(Location labeling records)
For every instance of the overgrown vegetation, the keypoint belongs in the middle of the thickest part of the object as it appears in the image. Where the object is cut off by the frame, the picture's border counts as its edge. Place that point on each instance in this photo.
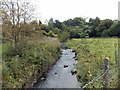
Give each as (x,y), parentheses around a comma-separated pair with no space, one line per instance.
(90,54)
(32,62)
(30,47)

--

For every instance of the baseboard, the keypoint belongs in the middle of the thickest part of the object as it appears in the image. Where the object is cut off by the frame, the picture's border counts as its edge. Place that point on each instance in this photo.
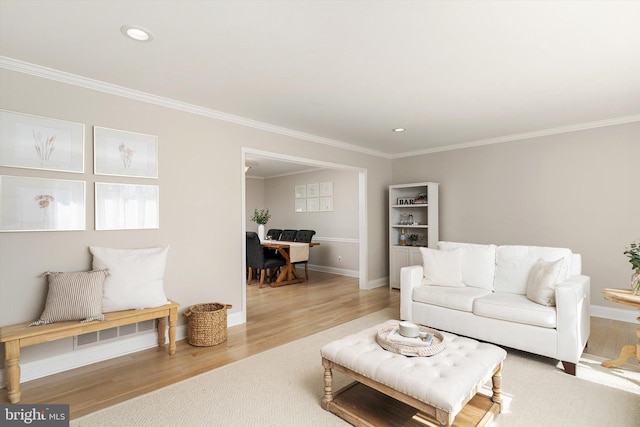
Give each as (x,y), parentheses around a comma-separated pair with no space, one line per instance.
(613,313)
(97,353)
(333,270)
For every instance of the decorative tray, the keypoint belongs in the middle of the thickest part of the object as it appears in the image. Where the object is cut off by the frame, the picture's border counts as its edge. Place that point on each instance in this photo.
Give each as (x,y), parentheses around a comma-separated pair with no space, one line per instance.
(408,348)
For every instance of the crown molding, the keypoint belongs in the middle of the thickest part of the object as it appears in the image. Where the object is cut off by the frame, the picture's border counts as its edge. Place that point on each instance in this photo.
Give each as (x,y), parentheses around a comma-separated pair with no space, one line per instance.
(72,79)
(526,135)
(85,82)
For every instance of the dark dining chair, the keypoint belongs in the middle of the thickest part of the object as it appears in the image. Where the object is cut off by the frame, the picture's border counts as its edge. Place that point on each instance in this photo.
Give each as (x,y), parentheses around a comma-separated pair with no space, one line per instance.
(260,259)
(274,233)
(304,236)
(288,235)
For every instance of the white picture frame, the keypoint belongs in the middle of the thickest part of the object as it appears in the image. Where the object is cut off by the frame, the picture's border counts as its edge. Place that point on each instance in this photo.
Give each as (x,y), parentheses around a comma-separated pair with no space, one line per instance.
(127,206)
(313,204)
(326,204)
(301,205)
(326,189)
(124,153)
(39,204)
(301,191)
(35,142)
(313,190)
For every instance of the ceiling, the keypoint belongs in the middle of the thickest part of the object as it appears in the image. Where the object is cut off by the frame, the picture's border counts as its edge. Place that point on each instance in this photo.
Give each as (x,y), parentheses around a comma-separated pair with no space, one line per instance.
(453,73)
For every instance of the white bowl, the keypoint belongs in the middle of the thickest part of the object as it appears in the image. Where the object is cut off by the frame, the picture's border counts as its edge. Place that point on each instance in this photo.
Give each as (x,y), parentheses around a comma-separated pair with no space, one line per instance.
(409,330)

--

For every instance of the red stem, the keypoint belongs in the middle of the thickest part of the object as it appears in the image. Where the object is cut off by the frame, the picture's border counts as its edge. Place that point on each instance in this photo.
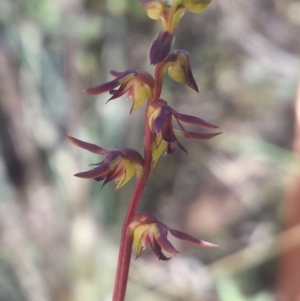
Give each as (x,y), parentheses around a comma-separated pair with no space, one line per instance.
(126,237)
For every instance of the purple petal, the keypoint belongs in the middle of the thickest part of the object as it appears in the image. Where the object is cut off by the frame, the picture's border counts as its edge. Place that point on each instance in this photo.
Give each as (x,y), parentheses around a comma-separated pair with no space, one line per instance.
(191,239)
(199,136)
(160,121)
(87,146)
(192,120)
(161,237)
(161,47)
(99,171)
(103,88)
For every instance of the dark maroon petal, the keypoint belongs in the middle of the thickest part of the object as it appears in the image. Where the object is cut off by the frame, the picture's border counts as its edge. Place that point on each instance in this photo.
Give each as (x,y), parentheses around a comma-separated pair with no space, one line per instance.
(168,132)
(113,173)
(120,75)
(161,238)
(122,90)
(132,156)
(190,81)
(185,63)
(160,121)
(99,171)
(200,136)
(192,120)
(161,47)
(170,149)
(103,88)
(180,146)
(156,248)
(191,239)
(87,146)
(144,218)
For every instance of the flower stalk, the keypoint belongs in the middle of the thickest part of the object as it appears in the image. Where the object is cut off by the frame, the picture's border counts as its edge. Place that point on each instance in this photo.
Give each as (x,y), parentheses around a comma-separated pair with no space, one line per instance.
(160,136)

* WRITTEN TASK:
Pick out every line in the rows above that contains the word "white" and copy each one.

* TASK ANSWER:
For every instance of the white picture frame, the keypoint belongs in the middle of the thickest part of the object as it appears in the image. Where the object is cut off by the frame, the picture's border counts as its edge. Place that point on each instance in this photo.
For every instance of the white bowl, the keypoint belongs in the middle of the thickest part of the object as it appears in the image. Where the object is cut off by the frame, the picture's border counts as its edge. Place that point on each instance in this photo.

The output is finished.